Exercise objective ▸
Your reply should hold the line containing "Would you mind pointing at the church building" and every later line of the records, reproduced exactly, and no other lines.

*** Block opens ***

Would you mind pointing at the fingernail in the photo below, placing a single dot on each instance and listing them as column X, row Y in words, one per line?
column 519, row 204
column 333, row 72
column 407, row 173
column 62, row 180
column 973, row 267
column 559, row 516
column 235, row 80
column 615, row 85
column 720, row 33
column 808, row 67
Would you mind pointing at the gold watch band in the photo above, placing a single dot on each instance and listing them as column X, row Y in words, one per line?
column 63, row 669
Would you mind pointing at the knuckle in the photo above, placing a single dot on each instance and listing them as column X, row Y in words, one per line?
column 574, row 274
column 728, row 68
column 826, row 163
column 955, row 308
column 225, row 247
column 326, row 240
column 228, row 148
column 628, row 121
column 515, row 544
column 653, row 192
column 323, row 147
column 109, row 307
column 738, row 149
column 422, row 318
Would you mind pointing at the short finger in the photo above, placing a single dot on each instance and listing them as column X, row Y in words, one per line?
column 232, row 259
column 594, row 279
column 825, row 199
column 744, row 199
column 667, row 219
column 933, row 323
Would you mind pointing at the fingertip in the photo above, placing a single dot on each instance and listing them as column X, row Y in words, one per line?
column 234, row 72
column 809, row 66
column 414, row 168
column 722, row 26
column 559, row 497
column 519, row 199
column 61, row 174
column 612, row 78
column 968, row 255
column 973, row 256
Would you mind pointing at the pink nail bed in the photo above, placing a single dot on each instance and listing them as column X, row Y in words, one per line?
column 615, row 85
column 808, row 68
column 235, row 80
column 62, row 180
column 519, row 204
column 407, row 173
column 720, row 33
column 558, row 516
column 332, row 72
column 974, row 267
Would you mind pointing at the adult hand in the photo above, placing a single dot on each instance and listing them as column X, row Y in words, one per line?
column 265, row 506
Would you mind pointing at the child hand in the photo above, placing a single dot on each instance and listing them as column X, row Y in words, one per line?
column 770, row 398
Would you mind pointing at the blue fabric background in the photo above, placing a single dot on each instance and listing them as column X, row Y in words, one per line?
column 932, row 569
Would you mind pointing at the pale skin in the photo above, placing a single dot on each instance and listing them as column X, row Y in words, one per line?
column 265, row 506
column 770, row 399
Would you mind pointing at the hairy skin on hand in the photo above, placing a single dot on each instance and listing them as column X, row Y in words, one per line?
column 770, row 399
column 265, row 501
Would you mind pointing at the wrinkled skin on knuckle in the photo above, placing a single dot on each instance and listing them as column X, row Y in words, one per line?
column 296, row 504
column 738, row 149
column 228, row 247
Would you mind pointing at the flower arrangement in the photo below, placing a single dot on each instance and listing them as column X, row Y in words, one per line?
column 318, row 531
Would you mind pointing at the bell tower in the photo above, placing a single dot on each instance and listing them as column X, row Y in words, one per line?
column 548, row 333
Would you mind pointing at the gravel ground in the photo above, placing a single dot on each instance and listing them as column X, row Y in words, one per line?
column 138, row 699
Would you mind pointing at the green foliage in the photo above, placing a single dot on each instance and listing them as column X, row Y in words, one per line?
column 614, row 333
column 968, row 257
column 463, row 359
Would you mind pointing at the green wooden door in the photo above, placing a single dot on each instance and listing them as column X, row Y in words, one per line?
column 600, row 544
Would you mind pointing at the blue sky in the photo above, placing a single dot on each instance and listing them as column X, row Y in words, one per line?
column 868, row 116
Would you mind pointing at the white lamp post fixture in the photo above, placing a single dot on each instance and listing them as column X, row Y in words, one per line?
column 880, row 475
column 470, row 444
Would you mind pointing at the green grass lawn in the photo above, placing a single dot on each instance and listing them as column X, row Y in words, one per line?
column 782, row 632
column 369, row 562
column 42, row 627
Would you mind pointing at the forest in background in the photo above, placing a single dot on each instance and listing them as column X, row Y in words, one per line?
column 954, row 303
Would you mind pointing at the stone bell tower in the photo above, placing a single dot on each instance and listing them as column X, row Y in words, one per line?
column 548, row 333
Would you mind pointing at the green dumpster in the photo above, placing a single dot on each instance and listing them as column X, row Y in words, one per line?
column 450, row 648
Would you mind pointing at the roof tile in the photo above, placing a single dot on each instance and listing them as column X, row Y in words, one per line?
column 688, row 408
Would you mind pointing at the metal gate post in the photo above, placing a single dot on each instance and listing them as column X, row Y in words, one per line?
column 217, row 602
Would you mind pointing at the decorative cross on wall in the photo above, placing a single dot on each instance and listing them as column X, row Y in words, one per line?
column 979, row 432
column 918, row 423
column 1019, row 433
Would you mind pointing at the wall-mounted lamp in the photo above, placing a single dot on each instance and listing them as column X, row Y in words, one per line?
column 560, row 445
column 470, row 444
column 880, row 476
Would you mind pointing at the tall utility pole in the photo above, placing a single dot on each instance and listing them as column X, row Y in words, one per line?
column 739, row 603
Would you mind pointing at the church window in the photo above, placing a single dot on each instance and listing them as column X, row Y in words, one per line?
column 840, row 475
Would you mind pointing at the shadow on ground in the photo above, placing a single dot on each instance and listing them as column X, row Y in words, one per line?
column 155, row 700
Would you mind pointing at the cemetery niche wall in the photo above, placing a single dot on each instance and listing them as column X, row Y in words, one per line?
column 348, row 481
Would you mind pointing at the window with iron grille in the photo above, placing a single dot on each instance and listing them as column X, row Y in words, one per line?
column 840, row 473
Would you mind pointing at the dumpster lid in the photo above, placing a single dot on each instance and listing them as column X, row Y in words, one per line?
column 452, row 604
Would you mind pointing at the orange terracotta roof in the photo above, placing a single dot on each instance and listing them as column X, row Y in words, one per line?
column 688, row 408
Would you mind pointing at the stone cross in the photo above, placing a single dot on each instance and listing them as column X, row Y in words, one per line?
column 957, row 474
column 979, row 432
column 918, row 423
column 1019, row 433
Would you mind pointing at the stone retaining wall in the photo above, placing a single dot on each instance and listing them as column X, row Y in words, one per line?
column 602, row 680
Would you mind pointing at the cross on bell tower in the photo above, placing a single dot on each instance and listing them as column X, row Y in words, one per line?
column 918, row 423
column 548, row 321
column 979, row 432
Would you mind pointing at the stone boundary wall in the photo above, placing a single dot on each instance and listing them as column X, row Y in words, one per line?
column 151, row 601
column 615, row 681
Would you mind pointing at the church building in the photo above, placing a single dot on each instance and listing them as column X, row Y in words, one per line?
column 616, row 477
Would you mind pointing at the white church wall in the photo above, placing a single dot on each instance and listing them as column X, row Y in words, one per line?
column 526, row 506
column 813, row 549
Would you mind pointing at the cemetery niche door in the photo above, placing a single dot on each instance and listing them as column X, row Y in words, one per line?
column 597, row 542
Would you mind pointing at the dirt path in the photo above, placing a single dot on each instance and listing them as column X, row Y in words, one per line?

*** Block closes ***

Result ▸
Would you mind pointing at the church building in the photo above, placing a single dot on each instance and listing them as column X, row Y in words, one per line?
column 616, row 477
Would you mind pointing at the white church wall in the photo above, placing a single dot on each instance and listing them as column X, row Y in words, one per line?
column 526, row 506
column 813, row 549
Would you mind pointing at the cemetery niche door in the photo above, placing a single dot on each instance and listing them as column X, row Y in words, one per line?
column 597, row 542
Would you mind pointing at the dirt path in the photo above, placing a single dot on each instance and listing them as column X, row Y in words, one per line?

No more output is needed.